→ PROVIDED PASSAGE:
::::

My First Drinking Experience (Part 1 of 2)

R.I.P. ALCOHOLIC VIRGINITY
1991-2013

Welcome to the promised “My First (And Last?) Drinking Experience” write-up! An in-depth analysis of myself, observations I made of the drinking environment, and a bunch of random reality TV and pop culture references mixed in between. Something for everyone.

Your first question might be “Why wait until you are just shy of 22 years old to have your first dose of alcohol? Did you know legal drinking age in BC is 19, and the unofficial drinking age in order to be popular in high school is 15? What is wrong with you, Wacky?”

Well, I’ll briefly outline that. There are a few reasons:

a) All of my siblings’ extreme alcoholic experiences. I’ll spare their details being blogged for everyone to read, but I assure you the number of outrageous nights they had reached into double digits. That immediately frightened me as a child.

b) Both sides of my family are heavy drinkers. Although I guess most families outside of the Arab world battle cases of alcoholism (didn’t you learn the alcohol-free zone in the Middle East from Argo, too?). So was it the “alcohol ruined their life” cases in the family that discouraged me? Partly. But there is also another side effect when you have families that drink:

Here is the scenario. It’s a relative’s wedding. Or Christmas. Or a major 40th or 50th birthday of some relative you see on occasion.

PERSON #A: Hey, anyone want a beer while I’m up?
PERSON #B: Yep!
PERSON #C: Yep!
PERSON #D: Yep!
PERSON #E: No thanks.
PERSON #A: What about you, Logan? Wine, yes?
PERSON #B: Oh hohohohoho. It’s funny cause he’s only 13.
PERSON #C: I agree, it’s funny. We use this every six months and it gets funnier each time. I am peeing my pants laughing because my bar of what is humourous to me is much lower when I am around family because I must laugh out of pity rather than my true comedic taste.
PERSON #D: Just to be clear, Logan, you can’t drink.
ME: https://www.youtube.com/watch?v=22YWYAtcyEA

Seriously. This would happen at least four times per summer from the time I was nine through to when I was eighteen.

If you asked me, “Logan, what were the three most annoying comments that extended family could make when growing up?”

My answer would be three things.

i) “Want a drink? Hahahaha no, you’re underage.

::::

→ DATASET:
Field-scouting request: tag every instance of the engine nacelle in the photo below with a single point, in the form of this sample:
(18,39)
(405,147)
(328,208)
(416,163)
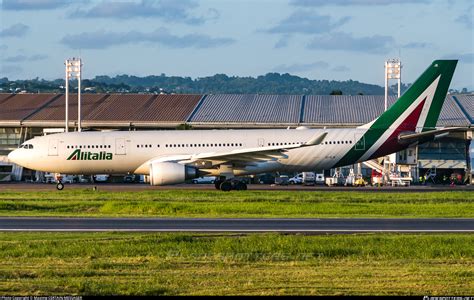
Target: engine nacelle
(163,173)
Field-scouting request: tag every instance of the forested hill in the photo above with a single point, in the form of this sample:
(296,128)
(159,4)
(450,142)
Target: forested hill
(271,83)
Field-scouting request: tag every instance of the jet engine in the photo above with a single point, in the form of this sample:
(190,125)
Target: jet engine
(163,173)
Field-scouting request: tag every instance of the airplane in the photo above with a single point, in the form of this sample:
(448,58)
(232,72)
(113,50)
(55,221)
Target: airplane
(172,157)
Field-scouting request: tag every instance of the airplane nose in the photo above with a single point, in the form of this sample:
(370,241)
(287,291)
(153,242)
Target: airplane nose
(13,156)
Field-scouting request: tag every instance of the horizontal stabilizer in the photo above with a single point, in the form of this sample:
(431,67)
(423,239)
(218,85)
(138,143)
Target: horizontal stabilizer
(427,135)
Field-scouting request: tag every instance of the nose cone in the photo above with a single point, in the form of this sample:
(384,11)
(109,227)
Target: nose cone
(14,156)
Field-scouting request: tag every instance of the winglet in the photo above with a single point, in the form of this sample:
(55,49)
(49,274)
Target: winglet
(316,140)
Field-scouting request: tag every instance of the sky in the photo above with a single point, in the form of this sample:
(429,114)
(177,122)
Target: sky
(316,39)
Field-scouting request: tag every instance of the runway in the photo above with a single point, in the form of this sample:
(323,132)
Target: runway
(339,225)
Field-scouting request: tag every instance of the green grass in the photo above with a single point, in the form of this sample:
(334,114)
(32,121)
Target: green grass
(257,264)
(191,203)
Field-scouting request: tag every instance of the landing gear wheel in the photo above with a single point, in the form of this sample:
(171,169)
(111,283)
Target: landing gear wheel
(241,186)
(226,186)
(217,184)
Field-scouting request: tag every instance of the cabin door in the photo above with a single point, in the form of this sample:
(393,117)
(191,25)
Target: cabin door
(120,148)
(53,147)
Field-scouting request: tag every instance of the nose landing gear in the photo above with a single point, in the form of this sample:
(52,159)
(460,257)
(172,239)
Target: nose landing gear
(59,186)
(228,185)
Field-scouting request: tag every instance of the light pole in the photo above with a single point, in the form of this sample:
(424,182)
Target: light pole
(73,70)
(393,70)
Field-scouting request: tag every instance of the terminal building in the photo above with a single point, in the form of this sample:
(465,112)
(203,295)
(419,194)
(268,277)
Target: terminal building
(23,116)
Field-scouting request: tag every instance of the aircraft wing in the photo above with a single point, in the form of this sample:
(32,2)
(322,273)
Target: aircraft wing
(244,156)
(252,155)
(427,135)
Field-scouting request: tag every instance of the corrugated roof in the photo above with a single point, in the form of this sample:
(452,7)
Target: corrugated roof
(233,110)
(169,108)
(249,108)
(4,97)
(55,111)
(343,109)
(451,114)
(20,106)
(127,107)
(467,102)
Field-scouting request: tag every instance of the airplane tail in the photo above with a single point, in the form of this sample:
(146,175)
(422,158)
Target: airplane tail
(414,115)
(418,109)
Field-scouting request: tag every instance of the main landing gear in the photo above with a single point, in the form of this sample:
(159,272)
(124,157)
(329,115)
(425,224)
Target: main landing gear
(228,185)
(59,186)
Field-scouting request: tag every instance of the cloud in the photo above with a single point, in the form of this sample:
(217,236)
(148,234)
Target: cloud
(22,58)
(34,4)
(283,41)
(10,69)
(16,30)
(466,19)
(102,39)
(168,10)
(340,69)
(318,3)
(377,44)
(467,58)
(301,68)
(416,45)
(306,22)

::::

Continue the blog post about a first drinking experience, picking up right after its final line.

ii) “Hi Logan. You’re taller than the rest of your family. Okay, you can be quiet now because I do not have any more interest in speaking with you for the rest of the evening, and will be the only thing I mention whenever I see you.”
iii) “Hey Logan, I know it’s one of the few times that all of us siblings are altogether, but we’re either going to sit and be idle or we’re going to play basketball? Wanna come? Oh, and it’s mandatory that we’ll turn on the television no matter what when you try to sleep on the couch? The other alternative is that after a long car ride that we sit for ten hours as we talk and only junk food is available as we sit and talk some more, and sit, then go out to a baseball game that you could just as easily sit and watch at home where you sit for several more hours, or sit as we drive for several hours to a place you don’t really want to go anyway. Scream at you to sit and play Catchphrase where you always criticize the game for having the least consistent and least competitive rules on the planet of Games Ever Made?What? None of that appeals to you? Well, you can’t say we didn’t offer to do something with you or offer you enough choices for you to make your own decision.”

Okay. That last part about Catchphrase is more of an inside joke if anything.

Pretty much what I was mentally thinking at every gathering once I was in my teens.

– And then seeing the effects of alcohol at these gatherings was just. . .weird. I concluded that drinking around family would never ever be my first drinking experience. If I were to drink, it would merely be a measure to battle depression at these events. Nobody really had a desire to converse with me, there are several topics that I was strongly urged not to converse about, and absolutely nobody acknowledged that this annoyed me. That still persists to the present day, come to think of it.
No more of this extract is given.